Repeat the part of the article on adding GenAI to a legacy claims system that starts at "This was a practical" and ends at "context-switching and repetition.".

Page text:
▼

How We Embedded GenAI into a Legacy Claims System in 4 Weeks.
We were working with a mid-sized healthcare services company that processes thousands of insurance claims weekly through a legacy platform built over a decade ago. The system handled a critical volume of work, but the UX was brittle, workflows were manual, and it lacked modern tools like contextual search, summarization, or intelligent routing.
The client didn’t want a rewrite. Their mandate was clear:
“Help us experiment with GenAI, but don’t break the system that pays the bills.”
This was a practical engagement, not an innovation showcase. The team wanted to know if large language models (LLMs) could add value to their operations without disrupting stability.
The Problem
Claims processors were overwhelmed with context-switching and repetition.
They had to toggle between multiple database views, case notes, PDFs, and regulatory content to make a decision. Most of their questions fell into a few categories:
“Has this provider submitted this before?”
“What’s the patient’s history on this diagnosis?”
“What’s the appropriate policy clause that applies here?”

▲

Data provided:
▼

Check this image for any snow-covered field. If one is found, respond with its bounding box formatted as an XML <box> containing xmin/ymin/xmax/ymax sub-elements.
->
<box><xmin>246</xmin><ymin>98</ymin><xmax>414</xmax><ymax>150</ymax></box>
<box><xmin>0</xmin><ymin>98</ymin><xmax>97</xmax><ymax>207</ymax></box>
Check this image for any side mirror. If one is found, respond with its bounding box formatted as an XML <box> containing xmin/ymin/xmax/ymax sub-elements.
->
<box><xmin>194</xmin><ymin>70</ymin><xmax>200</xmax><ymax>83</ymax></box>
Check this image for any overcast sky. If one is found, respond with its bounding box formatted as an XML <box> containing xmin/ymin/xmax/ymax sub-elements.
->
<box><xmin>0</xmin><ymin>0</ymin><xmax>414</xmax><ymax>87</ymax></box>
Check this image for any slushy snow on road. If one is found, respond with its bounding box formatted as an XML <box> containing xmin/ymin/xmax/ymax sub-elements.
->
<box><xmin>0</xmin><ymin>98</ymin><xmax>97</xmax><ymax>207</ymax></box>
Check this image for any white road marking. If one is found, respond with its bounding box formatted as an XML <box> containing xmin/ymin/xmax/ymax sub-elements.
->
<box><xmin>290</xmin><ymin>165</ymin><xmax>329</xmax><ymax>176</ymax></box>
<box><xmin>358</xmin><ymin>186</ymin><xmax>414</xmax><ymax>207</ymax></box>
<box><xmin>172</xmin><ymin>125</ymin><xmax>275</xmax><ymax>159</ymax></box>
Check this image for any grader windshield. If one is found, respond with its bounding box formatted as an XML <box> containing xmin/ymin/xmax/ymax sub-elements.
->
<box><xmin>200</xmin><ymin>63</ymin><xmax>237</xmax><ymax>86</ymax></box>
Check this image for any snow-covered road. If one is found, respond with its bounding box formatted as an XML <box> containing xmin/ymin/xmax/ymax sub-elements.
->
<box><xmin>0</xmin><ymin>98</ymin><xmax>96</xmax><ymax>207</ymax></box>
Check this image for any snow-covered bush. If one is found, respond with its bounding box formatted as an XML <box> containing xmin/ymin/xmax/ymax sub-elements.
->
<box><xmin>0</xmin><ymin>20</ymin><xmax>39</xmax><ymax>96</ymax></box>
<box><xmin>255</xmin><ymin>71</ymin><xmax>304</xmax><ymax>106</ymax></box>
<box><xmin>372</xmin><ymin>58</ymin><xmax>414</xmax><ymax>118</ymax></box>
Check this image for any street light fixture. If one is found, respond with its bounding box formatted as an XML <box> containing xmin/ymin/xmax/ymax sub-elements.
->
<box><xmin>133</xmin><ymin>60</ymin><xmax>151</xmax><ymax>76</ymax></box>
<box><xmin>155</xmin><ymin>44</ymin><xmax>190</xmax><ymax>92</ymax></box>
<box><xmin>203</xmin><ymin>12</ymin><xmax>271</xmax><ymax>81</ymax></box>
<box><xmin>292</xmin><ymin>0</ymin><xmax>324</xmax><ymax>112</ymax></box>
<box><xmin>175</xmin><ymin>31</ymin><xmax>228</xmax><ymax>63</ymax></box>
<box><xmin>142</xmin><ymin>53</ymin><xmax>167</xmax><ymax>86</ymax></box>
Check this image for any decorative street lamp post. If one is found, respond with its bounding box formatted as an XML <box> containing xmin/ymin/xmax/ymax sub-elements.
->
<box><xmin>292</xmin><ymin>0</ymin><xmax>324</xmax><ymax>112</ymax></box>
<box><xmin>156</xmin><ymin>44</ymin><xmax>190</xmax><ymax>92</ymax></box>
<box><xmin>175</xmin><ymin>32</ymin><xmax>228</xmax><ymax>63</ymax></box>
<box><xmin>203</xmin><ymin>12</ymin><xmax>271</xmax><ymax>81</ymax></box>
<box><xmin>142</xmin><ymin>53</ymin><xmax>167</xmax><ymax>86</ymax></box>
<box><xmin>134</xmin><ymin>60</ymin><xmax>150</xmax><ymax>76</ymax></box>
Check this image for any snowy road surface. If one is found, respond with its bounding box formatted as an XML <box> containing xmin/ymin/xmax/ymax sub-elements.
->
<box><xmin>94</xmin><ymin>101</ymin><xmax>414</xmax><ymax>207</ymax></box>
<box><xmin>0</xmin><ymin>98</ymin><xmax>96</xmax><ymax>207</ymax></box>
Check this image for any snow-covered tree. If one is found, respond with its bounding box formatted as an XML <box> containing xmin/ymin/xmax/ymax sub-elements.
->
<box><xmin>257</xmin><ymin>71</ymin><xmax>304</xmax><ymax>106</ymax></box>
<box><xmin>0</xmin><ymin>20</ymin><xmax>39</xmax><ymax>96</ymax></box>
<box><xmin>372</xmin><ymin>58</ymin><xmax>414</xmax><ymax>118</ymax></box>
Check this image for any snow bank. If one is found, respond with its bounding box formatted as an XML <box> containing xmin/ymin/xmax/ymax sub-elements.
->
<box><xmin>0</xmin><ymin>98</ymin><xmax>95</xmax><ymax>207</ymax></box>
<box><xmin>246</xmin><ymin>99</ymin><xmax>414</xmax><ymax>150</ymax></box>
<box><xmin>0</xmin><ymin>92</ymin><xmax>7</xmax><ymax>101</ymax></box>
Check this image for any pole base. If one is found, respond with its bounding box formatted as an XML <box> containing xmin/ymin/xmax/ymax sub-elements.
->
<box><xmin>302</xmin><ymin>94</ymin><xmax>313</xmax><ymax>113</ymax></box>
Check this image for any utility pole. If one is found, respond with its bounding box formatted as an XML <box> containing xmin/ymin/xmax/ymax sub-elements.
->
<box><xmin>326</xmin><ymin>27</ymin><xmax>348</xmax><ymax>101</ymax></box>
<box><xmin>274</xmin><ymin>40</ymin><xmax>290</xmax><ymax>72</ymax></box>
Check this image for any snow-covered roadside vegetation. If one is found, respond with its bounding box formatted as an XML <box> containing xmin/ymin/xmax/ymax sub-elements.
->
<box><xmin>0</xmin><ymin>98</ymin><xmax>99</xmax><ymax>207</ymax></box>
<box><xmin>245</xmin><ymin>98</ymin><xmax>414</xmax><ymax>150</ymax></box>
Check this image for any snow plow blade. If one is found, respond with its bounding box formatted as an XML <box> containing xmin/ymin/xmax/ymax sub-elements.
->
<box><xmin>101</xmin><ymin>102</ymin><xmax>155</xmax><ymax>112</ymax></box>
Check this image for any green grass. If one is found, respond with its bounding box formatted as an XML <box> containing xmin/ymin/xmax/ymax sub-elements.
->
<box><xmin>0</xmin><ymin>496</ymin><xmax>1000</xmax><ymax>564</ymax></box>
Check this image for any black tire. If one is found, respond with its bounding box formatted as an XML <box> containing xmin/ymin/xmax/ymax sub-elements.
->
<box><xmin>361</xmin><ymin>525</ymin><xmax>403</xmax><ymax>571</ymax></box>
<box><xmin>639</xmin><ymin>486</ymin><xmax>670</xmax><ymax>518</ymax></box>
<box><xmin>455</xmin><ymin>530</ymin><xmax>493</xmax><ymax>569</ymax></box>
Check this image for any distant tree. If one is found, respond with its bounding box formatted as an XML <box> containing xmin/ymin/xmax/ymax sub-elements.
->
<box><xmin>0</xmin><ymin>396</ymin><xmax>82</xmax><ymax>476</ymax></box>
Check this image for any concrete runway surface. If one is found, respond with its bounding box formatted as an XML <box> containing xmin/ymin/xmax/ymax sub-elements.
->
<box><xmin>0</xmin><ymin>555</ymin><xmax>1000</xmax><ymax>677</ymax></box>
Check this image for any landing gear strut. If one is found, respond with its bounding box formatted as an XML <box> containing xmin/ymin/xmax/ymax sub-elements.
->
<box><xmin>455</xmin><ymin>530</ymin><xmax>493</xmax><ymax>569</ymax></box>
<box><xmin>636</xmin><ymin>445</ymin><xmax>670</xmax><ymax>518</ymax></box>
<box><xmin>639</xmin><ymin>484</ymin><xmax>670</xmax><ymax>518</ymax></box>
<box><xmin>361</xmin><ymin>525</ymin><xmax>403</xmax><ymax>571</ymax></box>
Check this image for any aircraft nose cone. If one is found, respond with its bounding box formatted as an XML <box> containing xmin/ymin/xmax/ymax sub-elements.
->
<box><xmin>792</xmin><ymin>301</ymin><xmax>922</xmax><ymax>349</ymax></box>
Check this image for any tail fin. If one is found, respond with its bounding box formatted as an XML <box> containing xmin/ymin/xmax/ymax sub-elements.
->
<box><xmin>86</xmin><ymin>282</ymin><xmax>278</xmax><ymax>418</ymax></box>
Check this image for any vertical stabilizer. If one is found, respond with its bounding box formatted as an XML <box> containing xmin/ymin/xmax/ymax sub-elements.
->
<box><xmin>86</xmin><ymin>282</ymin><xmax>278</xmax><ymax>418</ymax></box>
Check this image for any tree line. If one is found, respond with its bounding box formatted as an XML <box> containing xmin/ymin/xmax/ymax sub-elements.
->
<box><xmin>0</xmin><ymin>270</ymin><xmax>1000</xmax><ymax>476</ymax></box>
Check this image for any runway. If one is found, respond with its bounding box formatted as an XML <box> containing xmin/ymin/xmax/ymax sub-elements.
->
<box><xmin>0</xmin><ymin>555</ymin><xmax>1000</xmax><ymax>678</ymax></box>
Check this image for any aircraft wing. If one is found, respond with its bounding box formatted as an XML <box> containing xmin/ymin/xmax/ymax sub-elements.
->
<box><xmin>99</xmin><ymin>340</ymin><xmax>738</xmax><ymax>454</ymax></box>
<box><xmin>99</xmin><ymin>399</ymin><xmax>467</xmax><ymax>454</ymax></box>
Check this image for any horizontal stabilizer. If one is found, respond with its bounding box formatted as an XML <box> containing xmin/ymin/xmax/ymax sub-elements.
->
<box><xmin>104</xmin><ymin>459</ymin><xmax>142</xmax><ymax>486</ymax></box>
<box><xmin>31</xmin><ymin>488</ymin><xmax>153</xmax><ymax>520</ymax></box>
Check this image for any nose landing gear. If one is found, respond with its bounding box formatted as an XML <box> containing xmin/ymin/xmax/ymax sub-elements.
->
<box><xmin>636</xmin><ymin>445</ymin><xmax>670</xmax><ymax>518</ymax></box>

▲

Exercise response:
This was a practical engagement, not an innovation showcase. The team wanted to know if large language models (LLMs) could add value to their operations without disrupting stability.
The Problem
Claims processors were overwhelmed with context-switching and repetition.